- Data items -
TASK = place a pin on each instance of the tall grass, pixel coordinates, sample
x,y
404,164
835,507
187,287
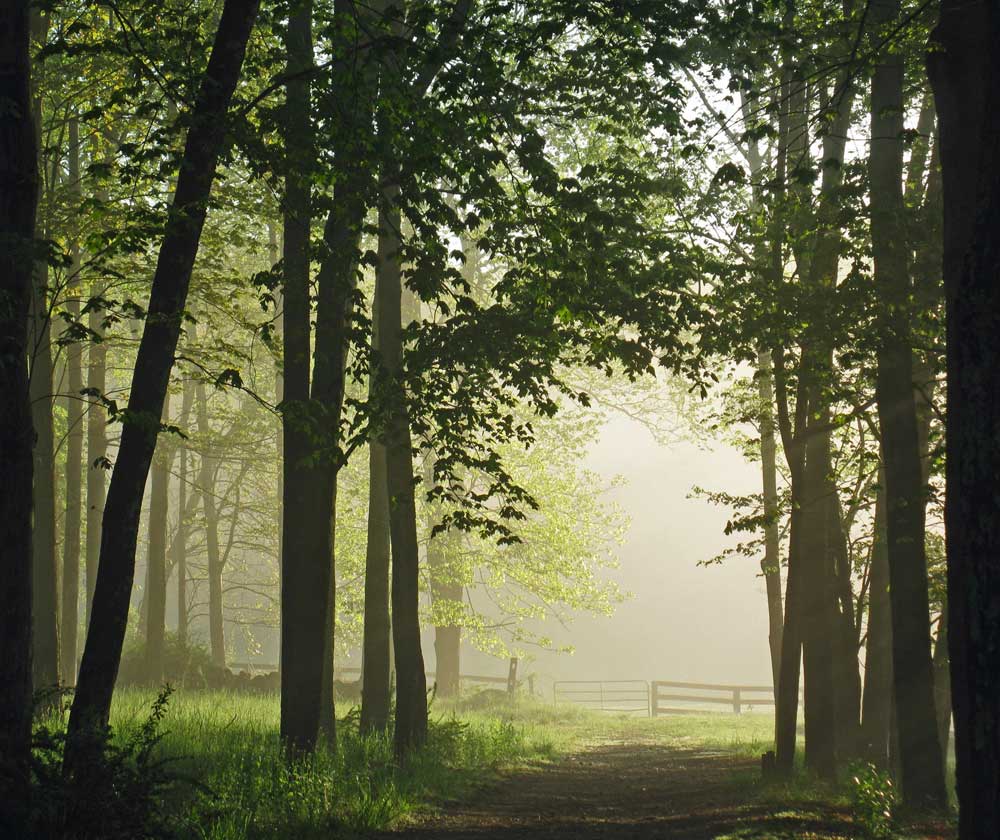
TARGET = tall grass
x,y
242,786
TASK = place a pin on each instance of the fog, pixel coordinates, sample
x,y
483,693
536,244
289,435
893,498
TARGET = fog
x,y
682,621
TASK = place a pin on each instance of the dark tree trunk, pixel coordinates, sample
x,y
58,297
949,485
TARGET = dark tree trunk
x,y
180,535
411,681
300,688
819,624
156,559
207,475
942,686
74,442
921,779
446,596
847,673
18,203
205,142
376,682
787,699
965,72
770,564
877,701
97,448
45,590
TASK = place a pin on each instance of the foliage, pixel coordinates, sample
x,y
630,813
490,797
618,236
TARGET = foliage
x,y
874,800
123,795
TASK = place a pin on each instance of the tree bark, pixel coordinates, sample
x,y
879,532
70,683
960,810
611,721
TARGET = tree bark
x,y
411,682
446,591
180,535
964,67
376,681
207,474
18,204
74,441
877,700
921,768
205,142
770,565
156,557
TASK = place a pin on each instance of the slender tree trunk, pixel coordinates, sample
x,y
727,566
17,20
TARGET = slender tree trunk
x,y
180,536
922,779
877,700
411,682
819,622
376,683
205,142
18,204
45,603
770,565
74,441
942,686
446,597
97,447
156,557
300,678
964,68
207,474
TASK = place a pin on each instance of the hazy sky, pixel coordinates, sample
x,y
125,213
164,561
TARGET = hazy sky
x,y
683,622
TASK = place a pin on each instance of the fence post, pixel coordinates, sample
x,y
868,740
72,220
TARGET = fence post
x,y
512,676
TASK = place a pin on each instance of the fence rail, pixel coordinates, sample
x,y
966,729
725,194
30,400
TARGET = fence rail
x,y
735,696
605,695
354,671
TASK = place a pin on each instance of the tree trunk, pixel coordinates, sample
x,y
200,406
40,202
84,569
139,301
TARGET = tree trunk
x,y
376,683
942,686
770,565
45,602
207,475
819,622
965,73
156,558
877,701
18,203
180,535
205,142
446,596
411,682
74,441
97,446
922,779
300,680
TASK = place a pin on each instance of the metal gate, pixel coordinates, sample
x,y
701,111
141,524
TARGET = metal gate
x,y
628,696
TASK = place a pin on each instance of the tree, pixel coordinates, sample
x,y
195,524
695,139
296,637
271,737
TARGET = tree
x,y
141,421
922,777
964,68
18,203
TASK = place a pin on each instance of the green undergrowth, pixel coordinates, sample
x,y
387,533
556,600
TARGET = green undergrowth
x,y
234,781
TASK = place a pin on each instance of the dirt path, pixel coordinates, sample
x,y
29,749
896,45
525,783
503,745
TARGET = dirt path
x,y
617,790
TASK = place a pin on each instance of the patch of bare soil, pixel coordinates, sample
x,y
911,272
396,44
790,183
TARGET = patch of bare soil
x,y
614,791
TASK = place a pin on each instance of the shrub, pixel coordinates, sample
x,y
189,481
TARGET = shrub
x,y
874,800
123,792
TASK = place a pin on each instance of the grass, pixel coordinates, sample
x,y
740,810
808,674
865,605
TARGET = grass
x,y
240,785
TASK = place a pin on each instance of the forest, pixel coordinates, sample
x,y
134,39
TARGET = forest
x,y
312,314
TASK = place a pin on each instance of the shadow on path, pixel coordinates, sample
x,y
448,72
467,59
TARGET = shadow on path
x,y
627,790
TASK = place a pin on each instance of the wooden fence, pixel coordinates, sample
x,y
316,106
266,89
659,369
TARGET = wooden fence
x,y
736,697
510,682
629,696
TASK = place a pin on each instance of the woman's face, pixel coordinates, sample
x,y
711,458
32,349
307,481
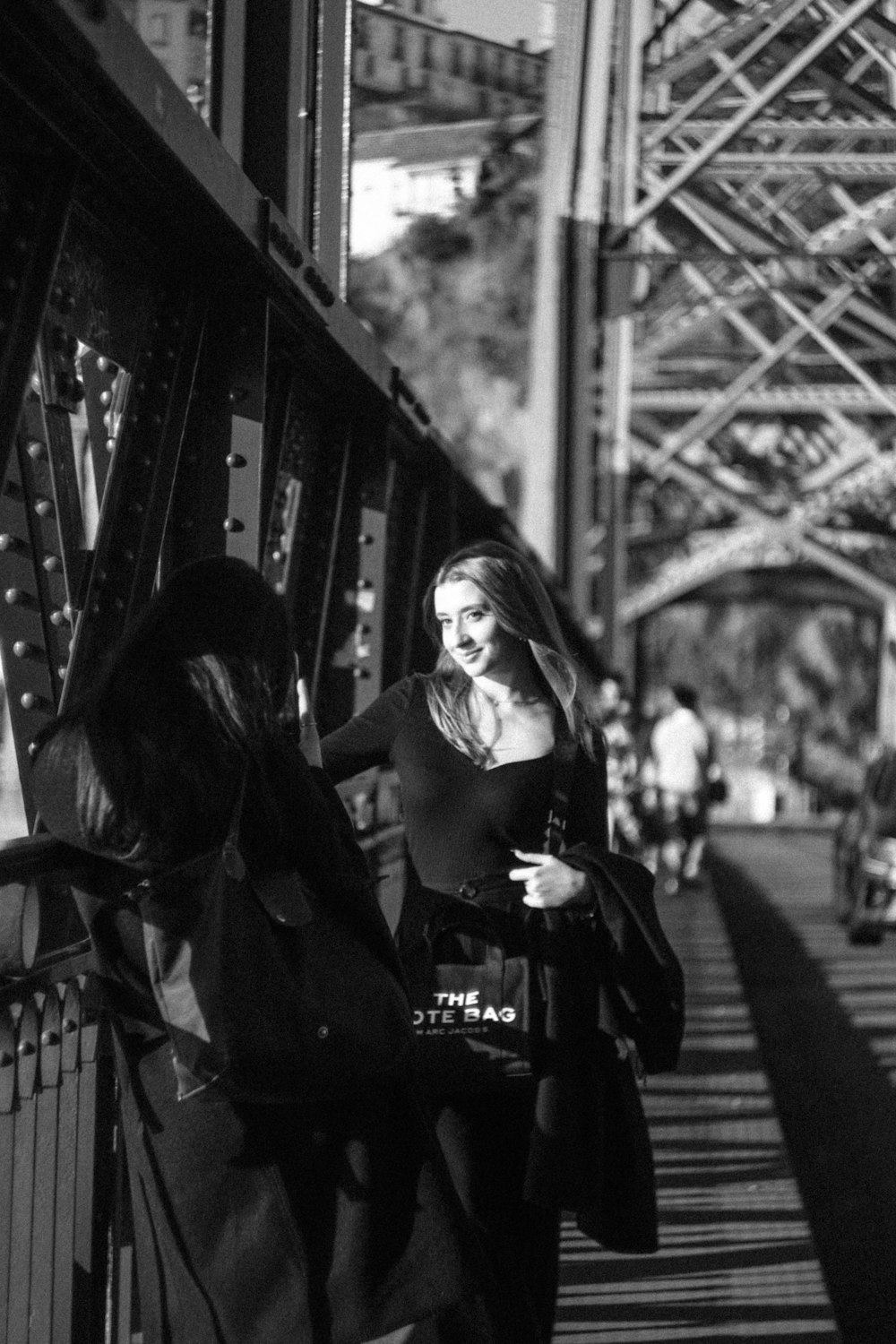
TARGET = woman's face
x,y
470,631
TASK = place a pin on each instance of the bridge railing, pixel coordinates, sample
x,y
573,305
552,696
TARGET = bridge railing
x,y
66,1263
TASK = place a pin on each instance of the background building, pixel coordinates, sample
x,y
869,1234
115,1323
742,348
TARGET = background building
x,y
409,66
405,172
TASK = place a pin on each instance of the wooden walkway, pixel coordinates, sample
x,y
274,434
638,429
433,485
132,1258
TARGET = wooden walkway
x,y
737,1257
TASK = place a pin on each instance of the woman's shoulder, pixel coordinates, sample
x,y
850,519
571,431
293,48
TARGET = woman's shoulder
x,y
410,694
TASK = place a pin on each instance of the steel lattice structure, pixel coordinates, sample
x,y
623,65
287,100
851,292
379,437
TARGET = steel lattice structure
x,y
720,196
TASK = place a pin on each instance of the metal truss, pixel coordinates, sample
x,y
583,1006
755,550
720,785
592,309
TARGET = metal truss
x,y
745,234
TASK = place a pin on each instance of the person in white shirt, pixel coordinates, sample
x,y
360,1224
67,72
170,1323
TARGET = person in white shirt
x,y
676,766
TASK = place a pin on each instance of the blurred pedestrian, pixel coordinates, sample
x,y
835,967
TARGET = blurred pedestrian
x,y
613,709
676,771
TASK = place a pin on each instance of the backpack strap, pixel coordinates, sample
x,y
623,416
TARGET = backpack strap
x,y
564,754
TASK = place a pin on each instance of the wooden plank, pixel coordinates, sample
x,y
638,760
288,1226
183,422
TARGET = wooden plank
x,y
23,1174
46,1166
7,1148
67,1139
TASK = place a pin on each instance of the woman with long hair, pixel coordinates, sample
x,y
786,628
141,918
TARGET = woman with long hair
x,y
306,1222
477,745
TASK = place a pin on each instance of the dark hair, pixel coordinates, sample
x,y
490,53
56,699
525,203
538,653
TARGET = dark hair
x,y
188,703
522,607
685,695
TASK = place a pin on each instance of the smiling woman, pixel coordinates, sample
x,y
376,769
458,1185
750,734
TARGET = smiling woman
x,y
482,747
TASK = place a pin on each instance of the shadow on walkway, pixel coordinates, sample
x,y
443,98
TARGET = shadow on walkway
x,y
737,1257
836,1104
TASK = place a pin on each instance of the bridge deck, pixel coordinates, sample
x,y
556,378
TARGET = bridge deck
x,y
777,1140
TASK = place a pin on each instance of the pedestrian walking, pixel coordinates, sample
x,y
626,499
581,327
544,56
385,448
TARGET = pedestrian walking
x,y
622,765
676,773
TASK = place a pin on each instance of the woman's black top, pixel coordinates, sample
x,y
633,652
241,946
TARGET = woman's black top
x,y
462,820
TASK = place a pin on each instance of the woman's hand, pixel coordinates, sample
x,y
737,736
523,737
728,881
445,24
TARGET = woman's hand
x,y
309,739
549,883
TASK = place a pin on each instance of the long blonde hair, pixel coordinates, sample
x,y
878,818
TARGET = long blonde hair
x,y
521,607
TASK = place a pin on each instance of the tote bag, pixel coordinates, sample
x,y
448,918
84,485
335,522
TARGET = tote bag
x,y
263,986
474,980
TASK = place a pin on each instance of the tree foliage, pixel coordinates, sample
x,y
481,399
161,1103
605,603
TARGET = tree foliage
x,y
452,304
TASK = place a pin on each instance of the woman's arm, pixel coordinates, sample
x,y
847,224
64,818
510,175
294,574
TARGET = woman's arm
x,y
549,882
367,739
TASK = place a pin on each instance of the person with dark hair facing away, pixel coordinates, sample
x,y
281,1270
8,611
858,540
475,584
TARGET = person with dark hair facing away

- Written instruction -
Write out once more the lines above beginning at the line with "hand, pixel coordinates, sample"; continue through the final line and stop there.

- Written response -
TASK = place a pin on each instance of the woman's hand, pixel coordinates, sample
x,y
737,736
523,737
728,881
445,24
TARGET = woman's hand
x,y
309,739
549,883
TASK = place a pin on each instance of the long blonde hair, pixel coordinates, sample
x,y
878,818
TARGET = long blonde hair
x,y
521,607
TASK = place a pin on each instance of the tote bag, pixel coordinates, sample
x,y
448,918
84,485
335,522
TARGET = tote bag
x,y
263,986
474,980
TASK = place a pin on each instance of the tree foliage, pixel coordinates, sample
x,y
481,399
161,1103
605,603
TARGET = tree foliage
x,y
452,304
TASK = place a pin on each instance of the woman's arm, pixel coordinates, sample
x,y
847,224
64,818
510,175
294,574
TARGET = woman's arm
x,y
549,882
367,739
TASK = place a pin on each instance of the person with dark hair facing away, pixel coordinates, sample
x,y
281,1270
8,611
858,540
475,584
TARGET = person with dark hair facing away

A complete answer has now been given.